> COMPLETE THE FOLLOWING
1 – List every category of market participant named in the passage below on Penny Pilot Options rebates.
2 – According to the passage below on Penny Pilot Options rebates, what is the highest Tier 1 Rebate to Add Liquidity paid per contract?
3 – Extend the passage below on Penny Pilot Options rebates past the last sentence shown.

This proposal does not widen a current pricing differential. The
Exchange would continue to pay the highest Tier 1 Rebates to Add
Liquidity in Penny Pilot Options of $0.25 per contract to Customers,
Professionals and NOM Market Makers for transacting one qualifying
contract as compared to other market participants.\12\ The Exchange
believes that Customers are entitled to higher rebates because Customer
order flow brings unique benefits to the market through increased
liquidity which benefits all market participants. The Exchange believes
that continuing to offer Professionals the same Penny Pilot Options
Rebates to Add Liquidity as Customers is equitable and not unfairly
discriminatory for the reasons which follow. The Exchange believes that
offering Professionals the opportunity to earn the same rebates as
Customers, as is the case today, and higher rebates as compared to
Firms, Broker-Dealers and Non-NOM Market Makers, and in some cases NOM
Market Makers, is equitable and not unfairly discriminatory because the
Exchange does not believe that the amount of the rebate offered by the
Exchange has a material impact on a Participant's ability to execute
orders in Penny Pilot Options. By offering Professionals, as well as
Customers, higher rebates, the Exchange hopes to simply remain
competitive with other venues so that it remains a choice for market
participants when posting orders and the result may be additional
Professional order flow for the Exchange, in addition to increased
Customer order flow. A Participant may not be able to gauge the exact
rebate tier it would qualify for until the end of the month because
Professional volume would be commingled with Customer volume in
calculating tier volume.\13\ A Professional could only otherwise
presume the Tier 1 rebate would be achieved in a month when determining
price.\14\ Further, the Exchange initially established Professional
pricing in order to ``. . . bring additional revenue to the Exchange.''
\15\ The Exchange noted in the Professional Filing that it believes ``.
. . that the increased revenue from
[[Page 68125]]
the proposal would assist the Exchange to recoup fixed costs.'' \16\
The Exchange also noted in that filing that it believes that
establishing separate pricing for a Professional, which ranges between
that of a customer and market maker, accomplishes this objective.\17\
The Exchange does not believe that providing Professionals with the
opportunity to obtain higher rebates equivalent to that of a Customer
creates a competitive environment where Professionals would be
necessarily advantaged on NOM as compared to NOM Market Makers, Firms,
Broker-Dealers or Non-NOM Market Makers. Also, a Professional is
assessed the same fees as other market participants, except Customers,
as discussed herein.\18\ For these reasons, the Exchange believes that
continuing to offer Professionals the same rebates as Customers is
equitable and not unfairly discriminatory. Also, NOM Market Makers
would continue to be offered the opportunity to earn higher rebates as
compared to Non-NOM Market Makers, Firms and Broker Dealers \19\
because NOM Market Makers add value through continuous quoting \20\ and
the commitment of capital.

> RECORD SET

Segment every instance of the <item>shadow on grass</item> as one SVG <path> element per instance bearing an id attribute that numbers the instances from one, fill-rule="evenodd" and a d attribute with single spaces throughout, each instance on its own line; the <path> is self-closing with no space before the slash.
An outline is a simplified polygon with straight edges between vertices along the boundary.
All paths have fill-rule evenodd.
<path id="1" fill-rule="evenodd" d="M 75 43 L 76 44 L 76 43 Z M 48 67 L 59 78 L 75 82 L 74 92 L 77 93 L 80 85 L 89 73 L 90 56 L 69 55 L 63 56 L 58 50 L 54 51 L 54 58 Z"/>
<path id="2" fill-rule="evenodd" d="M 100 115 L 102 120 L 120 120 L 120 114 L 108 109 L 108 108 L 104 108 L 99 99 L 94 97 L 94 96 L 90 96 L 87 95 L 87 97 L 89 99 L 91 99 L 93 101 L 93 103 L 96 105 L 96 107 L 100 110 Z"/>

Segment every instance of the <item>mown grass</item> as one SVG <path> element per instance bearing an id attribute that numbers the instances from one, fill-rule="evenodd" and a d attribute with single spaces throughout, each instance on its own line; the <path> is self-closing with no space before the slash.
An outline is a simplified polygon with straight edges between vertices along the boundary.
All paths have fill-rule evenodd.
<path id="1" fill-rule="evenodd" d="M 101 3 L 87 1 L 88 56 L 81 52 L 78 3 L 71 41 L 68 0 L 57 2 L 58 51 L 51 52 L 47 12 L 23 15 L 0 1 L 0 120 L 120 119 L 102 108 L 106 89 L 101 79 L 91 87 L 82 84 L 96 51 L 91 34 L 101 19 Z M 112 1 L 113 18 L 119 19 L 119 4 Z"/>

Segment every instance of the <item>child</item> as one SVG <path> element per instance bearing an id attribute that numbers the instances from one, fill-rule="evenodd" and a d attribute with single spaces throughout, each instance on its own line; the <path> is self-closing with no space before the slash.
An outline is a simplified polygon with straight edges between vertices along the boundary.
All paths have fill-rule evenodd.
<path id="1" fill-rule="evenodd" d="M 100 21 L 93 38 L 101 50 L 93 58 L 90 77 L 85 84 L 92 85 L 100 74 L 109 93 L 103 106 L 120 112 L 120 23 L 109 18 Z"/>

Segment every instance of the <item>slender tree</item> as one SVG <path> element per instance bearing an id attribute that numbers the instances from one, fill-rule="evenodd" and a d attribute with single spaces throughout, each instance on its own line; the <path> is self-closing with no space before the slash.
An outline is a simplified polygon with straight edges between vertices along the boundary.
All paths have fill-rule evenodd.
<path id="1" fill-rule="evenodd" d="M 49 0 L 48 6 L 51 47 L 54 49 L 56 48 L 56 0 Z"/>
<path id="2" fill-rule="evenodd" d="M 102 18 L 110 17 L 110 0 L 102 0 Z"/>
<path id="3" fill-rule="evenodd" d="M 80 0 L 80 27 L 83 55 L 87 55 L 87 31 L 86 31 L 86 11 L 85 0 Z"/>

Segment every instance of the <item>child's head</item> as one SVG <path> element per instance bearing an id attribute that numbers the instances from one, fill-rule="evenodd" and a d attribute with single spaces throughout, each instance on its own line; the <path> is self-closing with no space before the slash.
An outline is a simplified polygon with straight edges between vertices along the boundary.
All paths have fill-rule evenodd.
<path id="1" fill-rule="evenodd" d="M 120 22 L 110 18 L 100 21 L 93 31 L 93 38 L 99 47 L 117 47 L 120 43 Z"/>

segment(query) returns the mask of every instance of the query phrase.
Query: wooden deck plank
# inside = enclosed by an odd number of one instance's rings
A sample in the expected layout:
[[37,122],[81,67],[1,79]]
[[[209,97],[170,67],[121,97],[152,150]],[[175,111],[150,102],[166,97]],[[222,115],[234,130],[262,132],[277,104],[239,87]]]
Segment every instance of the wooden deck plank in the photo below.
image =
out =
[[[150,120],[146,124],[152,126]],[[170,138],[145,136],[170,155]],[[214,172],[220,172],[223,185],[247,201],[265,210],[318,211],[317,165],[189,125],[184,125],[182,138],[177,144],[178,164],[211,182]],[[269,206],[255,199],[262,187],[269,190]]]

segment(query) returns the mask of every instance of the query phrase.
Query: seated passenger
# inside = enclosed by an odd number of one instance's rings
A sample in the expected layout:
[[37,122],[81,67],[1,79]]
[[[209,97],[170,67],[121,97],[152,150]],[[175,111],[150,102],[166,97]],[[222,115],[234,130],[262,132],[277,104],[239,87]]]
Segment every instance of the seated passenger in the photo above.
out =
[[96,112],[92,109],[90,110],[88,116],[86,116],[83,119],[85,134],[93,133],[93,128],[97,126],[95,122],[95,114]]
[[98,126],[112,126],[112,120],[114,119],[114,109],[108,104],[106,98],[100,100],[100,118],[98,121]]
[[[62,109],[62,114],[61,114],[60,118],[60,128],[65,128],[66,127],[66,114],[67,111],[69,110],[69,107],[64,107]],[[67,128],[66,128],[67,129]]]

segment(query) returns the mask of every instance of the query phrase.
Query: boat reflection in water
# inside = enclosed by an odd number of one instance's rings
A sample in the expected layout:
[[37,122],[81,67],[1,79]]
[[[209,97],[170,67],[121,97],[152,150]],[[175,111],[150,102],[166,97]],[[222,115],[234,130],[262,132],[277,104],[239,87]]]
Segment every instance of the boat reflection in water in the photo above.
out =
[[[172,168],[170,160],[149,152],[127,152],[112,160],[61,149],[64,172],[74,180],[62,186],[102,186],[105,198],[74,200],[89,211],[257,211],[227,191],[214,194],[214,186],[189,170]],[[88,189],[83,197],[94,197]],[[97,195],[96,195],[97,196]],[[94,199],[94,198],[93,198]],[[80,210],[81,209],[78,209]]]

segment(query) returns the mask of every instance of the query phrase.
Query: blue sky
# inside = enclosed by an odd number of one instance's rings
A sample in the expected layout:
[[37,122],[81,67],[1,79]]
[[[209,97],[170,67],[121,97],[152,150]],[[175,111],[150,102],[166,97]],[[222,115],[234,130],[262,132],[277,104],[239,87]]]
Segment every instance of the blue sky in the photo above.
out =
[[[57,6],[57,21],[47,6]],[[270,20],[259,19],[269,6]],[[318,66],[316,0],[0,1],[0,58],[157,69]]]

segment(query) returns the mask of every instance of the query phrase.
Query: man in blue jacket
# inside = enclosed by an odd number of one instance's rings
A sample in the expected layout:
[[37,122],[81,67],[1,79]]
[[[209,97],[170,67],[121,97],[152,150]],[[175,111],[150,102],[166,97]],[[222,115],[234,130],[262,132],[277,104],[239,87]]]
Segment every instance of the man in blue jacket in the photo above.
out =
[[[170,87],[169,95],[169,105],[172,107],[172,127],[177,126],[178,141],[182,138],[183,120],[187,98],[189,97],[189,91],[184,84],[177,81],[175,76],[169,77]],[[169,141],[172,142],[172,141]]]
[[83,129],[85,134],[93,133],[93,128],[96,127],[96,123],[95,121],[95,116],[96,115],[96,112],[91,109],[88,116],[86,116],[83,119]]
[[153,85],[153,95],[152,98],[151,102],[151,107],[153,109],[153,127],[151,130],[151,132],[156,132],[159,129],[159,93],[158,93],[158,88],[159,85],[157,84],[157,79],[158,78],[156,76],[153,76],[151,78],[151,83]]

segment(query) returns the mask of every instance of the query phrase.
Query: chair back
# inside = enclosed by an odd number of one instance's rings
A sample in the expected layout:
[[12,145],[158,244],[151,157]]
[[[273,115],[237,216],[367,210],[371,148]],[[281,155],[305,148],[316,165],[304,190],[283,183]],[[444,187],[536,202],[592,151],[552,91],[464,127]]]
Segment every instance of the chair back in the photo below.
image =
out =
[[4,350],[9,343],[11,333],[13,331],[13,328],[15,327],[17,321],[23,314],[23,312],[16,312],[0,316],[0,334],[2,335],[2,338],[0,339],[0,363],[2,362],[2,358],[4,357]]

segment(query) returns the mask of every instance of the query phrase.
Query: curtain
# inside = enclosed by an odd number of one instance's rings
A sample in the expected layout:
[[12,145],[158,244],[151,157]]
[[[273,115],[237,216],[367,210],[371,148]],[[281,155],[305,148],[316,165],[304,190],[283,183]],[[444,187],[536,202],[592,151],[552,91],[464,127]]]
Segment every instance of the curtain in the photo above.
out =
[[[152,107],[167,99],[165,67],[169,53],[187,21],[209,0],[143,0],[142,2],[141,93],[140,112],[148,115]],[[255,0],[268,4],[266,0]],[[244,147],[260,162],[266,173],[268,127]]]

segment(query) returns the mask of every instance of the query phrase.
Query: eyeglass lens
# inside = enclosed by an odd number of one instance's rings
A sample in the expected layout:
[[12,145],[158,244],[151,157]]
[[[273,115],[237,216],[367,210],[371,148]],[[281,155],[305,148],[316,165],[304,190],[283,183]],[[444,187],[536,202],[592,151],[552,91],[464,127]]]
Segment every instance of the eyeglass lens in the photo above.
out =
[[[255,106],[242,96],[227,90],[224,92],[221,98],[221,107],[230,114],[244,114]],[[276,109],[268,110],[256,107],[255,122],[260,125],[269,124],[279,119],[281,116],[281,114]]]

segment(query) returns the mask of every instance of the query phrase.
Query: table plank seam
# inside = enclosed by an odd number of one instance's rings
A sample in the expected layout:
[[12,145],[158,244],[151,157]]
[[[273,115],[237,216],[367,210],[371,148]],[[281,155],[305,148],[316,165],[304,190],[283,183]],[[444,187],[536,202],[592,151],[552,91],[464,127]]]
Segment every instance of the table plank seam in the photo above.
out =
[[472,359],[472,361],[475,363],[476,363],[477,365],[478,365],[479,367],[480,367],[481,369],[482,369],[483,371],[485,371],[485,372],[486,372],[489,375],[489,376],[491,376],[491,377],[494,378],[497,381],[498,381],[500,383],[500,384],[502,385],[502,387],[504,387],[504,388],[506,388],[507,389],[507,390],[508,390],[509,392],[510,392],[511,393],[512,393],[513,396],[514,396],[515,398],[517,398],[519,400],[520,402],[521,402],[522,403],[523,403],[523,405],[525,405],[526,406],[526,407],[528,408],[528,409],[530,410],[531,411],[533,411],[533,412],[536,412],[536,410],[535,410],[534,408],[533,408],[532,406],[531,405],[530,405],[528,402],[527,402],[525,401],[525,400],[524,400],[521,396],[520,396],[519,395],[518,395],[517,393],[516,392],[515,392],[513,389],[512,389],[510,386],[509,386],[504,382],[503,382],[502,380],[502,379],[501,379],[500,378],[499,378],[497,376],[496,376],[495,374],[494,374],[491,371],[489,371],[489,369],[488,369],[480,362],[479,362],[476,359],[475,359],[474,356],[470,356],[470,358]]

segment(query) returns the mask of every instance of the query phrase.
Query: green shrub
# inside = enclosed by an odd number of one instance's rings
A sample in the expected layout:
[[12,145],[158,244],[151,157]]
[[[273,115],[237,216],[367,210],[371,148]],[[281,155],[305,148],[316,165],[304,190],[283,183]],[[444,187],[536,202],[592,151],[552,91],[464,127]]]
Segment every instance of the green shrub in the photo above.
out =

> ANSWERS TO THE TASKS
1 – Customers, Professionals, NOM Market Makers, Firms, Broker-Dealers, Non-NOM Market Makers

2 – $0.25 per contract

3 –
---------------------------------------------------------------------------
\12\ Firms, Non-NOM Market Makers and Broker-Dealers receive a
$0.10 per contract Penny Pilot Option Rebate to Add Liquidity. In
addition, a Participant that adds Firm, Non-NOM Market Maker or
Broker-Dealer liquidity in Penny Pilot Options and/or Non-Penny
Pilot Options of 15,000 contracts per day or more in a given month
will receive a Rebate to Add Liquidity in Penny Pilot Options of
$0.20 per contract.
\13\ Customer and Professional volume is aggregated for purposes
of determining which rebate tier a Participant qualifies for with
respect to the Professional Rebate to Add Liquidity in Penny Pilot
Options.
\14\ A Professional would be unable to determine the exact
rebate that would be paid on a transaction by transaction basis with
certainty until the end of a given month when all Customer and
Professional volume is aggregated for purposes of determining which
tier the Participant qualified for in a given month.
\15\ See Securities Exchange Act Release No. 64494 (May 13,
2011), 76 FR 29014 (May 19, 2011) (SR-NASDAQ-2011-066)
(``Professional Filing''). In this filing, the Exchange addressed
the perceived favorable pricing of Professionals who were assessed
fees and paid rebates like a Customer prior to the filing. The
Exchange noted in that filing that a Professional, unlike a retail
Customer, has access to sophisticated trading systems that contain
functionality not available to retail Customers.
\16\ See Securities Exchange Act Release No. 64494 (May 13,
2011), 76 FR 29014 (May 19, 2011) (SR-NASDAQ-2011-066).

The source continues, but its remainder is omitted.